_Exercises_.
1. Decide whether each statement below agrees with the SOC decoder text. Answer yes or no for each, and quote the deciding words of the text. (a) The Decoder instantiates the PowerOp class for every instruction. (b) The roughly 300 instructions that the SOC is designed around include the Vector instructions. (c) The toy multiplexer sets the PowerOp fields for the add instruction when select is 1.
2. Transcribe the SOC decoder text word for word from "We use Pythons" to "select==1 is set.".

_Text excerpt_.
======
The SOC is designed to be compliant with POWER 3.0B with somewhere near 300 instructions excluding Vector instructions.

# Decoder

The Decoder currently uses a class called PowerOp which get instantiated for every instruction. PowerOp class instantiation has member signals who's values get set respectively for each instruction.

We use Pythons Enums to help with common decoder values.
Below is the POWER add insruction.

| opcode       | unit | internal op | in1 | in2 | in3  | out | CR in | CR out | inv A | inv out | cry in | cry out | ldst len | BR | sgn ext | upd | rsrv | 32b | sgn | rc | lk | sgl pipe | comment | form |
|--------------|------|-------------|-----|-----|------|-----|-------|--------|-------|---------|--------|---------|----------|----|---------|-----|------|-----|-----|----|----|----------|---------|------|
| 0b0100001010 | ALU  | OP_ADD      | RA  | RB  | NONE | RT  | 0     | 0      | 0     | 0       | ZERO   | 0       | NONE     | 0  | 0       | 0   | 0    | 0   | 0   | RC | 0  | 0        | add     | XO   |

Here is an example of a toy multiplexer that sets various fields in the PowerOP signal class to the correct values for the add instruction when select==1 is set.
This should give you a feel for how we work with enums and PowerOP.

    from nmigen import Module, Elaboratable, Signal, Cat, Mux
    from soc.decoder.power_enums import (Function, Form, InternalOp,
                             In1Sel, In2Sel, In3Sel, OutSel, RC, LdstLen,
                             CryIn, get_csv, single_bit_flags,
                             get_signal_name, default_values)
    from soc.decoder.power_fields import DecodeFields
    from soc.decoder.power_fieldsn import SigDecode, SignalBitRange
    from soc.decoder.power_decoder import PowerOp
    
    class Op_Add_Example(Elaboratable):
        def __init__(self):
            self.select = Signal()
            self.op_add = PowerOp()
        
        def elaborate(self, platform):
            m = Module()
            op_add = self.op_add
    
            with m.If(self.select == 1):
                m.d.comb += op_add.function_unit.eq(Function['ALU'])
======
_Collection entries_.
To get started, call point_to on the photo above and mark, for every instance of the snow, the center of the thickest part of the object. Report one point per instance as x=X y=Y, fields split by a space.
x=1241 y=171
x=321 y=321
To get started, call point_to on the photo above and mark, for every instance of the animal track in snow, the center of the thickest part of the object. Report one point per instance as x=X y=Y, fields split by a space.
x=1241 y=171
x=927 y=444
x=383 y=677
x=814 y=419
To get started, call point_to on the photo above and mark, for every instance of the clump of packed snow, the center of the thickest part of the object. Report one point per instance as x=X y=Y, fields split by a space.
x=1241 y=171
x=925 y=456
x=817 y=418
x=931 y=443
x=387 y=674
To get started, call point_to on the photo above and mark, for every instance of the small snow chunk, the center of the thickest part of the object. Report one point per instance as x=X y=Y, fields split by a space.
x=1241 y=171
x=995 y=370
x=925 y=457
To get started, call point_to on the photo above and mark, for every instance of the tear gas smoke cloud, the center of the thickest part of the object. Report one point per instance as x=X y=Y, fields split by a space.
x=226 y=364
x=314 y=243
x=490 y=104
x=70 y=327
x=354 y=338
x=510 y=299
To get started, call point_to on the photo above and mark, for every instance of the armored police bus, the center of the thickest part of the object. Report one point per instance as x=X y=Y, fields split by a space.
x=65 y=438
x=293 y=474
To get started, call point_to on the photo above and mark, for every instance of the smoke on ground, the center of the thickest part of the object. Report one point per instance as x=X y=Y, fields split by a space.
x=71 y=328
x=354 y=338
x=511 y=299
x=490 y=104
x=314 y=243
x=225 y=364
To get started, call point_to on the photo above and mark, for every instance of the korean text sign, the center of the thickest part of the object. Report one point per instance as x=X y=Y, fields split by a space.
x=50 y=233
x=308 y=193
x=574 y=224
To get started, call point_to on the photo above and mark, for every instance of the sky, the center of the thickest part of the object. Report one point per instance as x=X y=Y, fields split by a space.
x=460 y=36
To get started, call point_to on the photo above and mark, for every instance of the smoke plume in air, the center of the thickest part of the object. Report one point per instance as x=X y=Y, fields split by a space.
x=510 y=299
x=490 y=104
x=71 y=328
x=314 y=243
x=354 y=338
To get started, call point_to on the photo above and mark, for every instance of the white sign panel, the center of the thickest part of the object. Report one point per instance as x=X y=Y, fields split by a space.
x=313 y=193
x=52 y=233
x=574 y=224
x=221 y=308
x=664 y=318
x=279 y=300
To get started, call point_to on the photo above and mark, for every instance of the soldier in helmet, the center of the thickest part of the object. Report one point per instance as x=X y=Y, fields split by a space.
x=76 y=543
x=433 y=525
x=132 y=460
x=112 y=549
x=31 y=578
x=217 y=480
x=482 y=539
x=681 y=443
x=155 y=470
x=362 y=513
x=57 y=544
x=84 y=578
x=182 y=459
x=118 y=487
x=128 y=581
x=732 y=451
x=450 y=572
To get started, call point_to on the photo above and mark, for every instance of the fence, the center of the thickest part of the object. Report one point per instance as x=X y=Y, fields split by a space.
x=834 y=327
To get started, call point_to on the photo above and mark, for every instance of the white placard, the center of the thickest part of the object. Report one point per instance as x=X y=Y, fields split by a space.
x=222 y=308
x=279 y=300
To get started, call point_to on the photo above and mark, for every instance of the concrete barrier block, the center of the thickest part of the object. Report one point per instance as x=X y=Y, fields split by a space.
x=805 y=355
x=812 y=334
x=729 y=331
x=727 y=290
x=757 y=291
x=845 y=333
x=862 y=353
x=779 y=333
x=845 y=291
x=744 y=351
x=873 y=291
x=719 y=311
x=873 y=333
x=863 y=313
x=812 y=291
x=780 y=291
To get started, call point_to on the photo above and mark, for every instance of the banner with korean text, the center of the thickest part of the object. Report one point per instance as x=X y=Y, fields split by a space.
======
_Responses by task_.
1.
(a) Yes: "The Decoder currently uses a class called PowerOp which get instantiated for every instruction."
(b) No: "somewhere near 300 instructions excluding Vector instructions."
(c) Yes: "sets various fields in the PowerOP signal class to the correct values for the add instruction when select==1 is set."

2.
We use Pythons Enums to help with common decoder values.
Below is the POWER add insruction.

| opcode       | unit | internal op | in1 | in2 | in3  | out | CR in | CR out | inv A | inv out | cry in | cry out | ldst len | BR | sgn ext | upd | rsrv | 32b | sgn | rc | lk | sgl pipe | comment | form |
|--------------|------|-------------|-----|-----|------|-----|-------|--------|-------|---------|--------|---------|----------|----|---------|-----|------|-----|-----|----|----|----------|---------|------|
| 0b0100001010 | ALU  | OP_ADD      | RA  | RB  | NONE | RT  | 0     | 0      | 0     | 0       | ZERO   | 0       | NONE     | 0  | 0       | 0   | 0    | 0   | 0   | RC | 0  | 0        | add     | XO   |

Here is an example of a toy multiplexer that sets various fields in the PowerOP signal class to the correct values for the add instruction when select==1 is set.